ACTIVITY :: Please transcribe exactly, and only, the lines of the data below between the line holding "Target: beige carpet" and the line holding "Target: white window frame", inclusive.

[LISTED ENTRIES Boundary: Start]

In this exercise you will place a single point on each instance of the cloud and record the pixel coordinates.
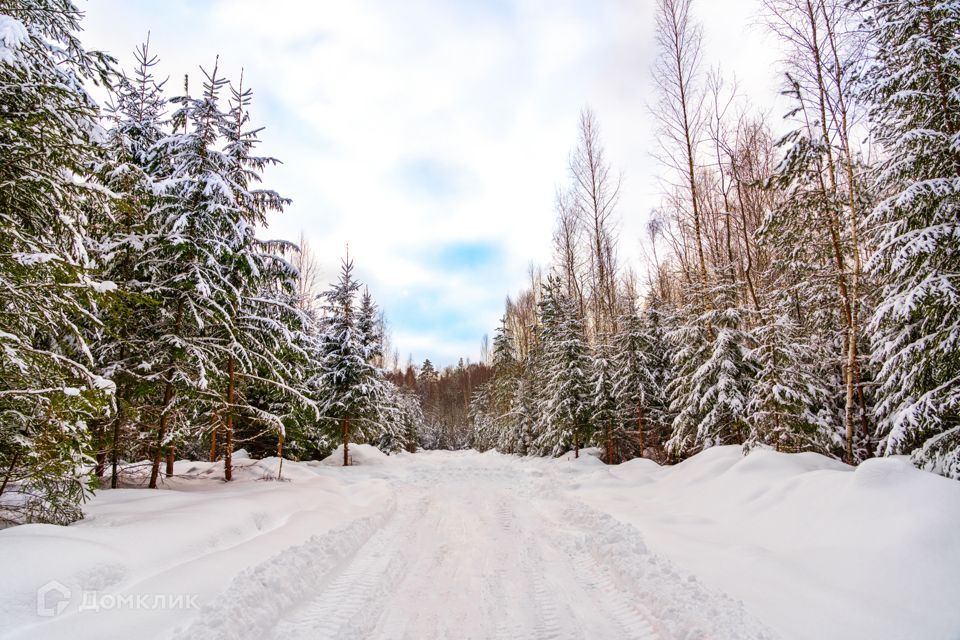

[LISTED ENTRIES Boundary: End]
[LISTED ENTRIES Boundary: Start]

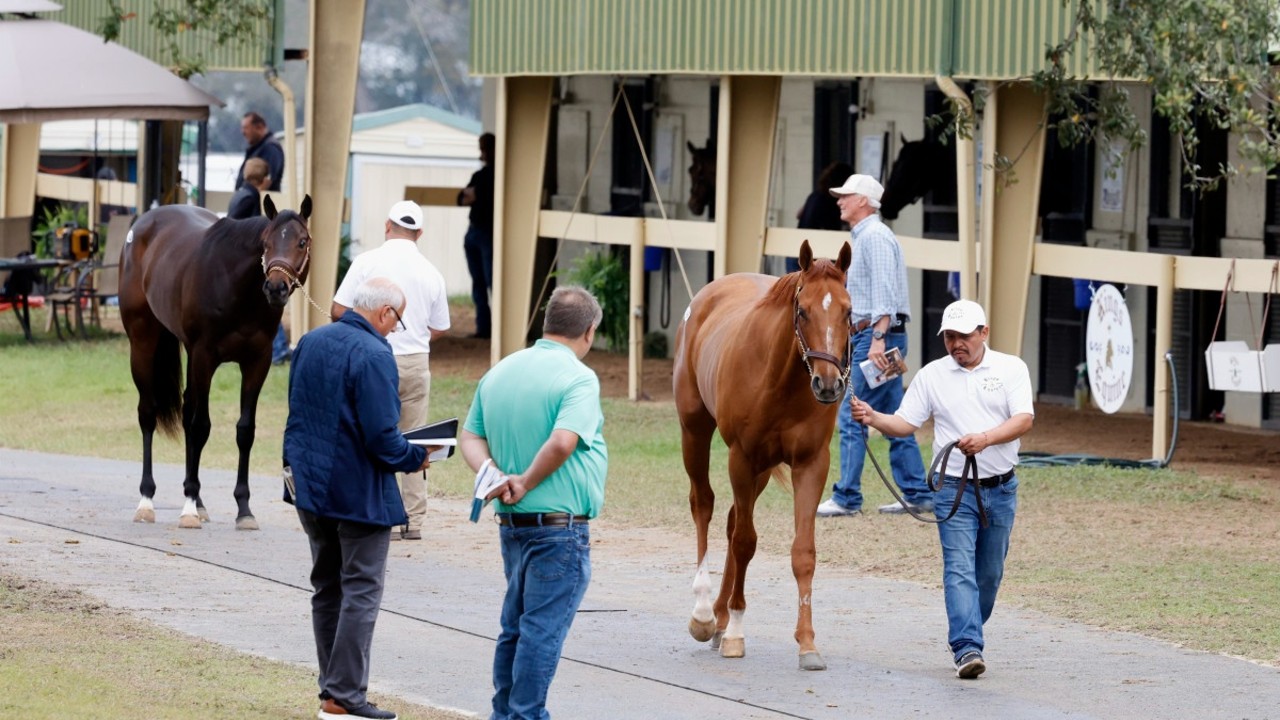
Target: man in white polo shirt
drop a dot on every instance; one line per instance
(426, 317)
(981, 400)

[LISTED ENTRIES Boundary: End]
[LISTED ENTRIES Boundary: Start]

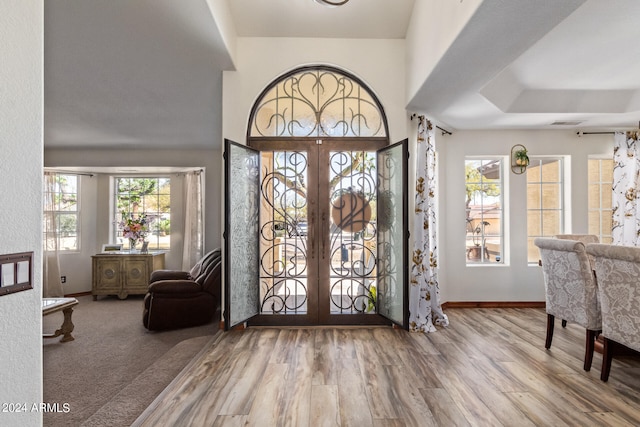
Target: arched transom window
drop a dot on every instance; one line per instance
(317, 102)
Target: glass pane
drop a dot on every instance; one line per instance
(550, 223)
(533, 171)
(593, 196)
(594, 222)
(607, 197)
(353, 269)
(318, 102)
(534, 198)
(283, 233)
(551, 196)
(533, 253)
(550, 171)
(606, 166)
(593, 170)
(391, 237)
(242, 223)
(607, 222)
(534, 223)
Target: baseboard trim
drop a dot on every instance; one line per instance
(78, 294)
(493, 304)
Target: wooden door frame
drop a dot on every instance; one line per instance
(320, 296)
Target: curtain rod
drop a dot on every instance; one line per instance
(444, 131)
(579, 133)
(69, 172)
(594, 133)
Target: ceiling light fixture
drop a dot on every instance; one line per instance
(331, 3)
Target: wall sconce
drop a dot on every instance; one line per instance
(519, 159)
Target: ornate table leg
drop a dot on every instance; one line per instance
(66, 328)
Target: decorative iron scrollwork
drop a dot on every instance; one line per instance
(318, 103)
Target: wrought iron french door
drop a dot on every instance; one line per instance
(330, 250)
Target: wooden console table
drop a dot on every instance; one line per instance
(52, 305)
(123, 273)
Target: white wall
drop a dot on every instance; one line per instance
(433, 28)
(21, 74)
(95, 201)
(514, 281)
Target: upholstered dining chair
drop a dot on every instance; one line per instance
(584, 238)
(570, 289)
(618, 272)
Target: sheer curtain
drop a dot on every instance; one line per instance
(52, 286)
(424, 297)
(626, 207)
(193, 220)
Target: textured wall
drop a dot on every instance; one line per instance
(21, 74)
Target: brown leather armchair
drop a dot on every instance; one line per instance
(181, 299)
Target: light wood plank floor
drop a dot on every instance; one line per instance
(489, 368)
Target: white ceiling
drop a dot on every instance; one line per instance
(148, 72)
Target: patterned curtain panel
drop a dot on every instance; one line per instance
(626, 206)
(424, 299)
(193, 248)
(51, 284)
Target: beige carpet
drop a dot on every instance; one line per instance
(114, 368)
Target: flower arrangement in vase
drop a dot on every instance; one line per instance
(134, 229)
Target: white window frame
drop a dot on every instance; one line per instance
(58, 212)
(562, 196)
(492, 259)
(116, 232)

[LISTED ENTRIES Boundary: End]

EXERCISE OUTPUT ::
Target: beige carpet
drop a dot on every instance; one line per instance
(114, 368)
Target: flower arrangement in vase
drop a dot on every instance; one line per instance
(134, 229)
Target: white window frame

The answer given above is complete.